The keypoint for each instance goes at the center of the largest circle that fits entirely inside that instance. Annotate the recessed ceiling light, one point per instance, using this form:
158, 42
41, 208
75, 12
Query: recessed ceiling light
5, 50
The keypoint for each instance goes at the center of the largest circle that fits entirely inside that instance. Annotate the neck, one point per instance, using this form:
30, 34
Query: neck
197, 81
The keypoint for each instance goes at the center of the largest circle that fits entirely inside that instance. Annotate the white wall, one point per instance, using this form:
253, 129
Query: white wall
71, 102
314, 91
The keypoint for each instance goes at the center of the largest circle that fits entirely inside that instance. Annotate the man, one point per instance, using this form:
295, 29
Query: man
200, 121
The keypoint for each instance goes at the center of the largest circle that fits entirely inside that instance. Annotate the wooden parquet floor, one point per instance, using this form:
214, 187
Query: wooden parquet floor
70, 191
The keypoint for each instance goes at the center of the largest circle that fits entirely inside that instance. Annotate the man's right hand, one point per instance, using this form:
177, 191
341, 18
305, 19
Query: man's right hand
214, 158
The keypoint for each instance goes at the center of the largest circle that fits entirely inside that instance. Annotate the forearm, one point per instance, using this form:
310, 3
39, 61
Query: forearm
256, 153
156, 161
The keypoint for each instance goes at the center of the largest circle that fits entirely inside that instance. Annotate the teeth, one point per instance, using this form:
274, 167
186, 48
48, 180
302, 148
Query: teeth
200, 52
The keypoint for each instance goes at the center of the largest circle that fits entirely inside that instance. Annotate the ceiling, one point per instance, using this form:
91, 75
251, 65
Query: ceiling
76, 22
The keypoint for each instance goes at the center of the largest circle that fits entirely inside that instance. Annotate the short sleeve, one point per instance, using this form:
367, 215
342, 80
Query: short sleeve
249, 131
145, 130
※ ※ ※
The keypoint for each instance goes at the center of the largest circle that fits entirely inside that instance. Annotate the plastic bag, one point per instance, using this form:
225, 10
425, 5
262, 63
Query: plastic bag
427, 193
※ ※ ※
Opdracht - Selecteer in de rijen hierboven elke regel die de string "parquet" bevat en neem die regels letterlijk over.

Antwoord -
The keypoint for each instance goes at the center of the largest circle that fits entirely inside that instance. Annotate the wooden parquet floor, one point per instance, using this form:
Query: wooden parquet floor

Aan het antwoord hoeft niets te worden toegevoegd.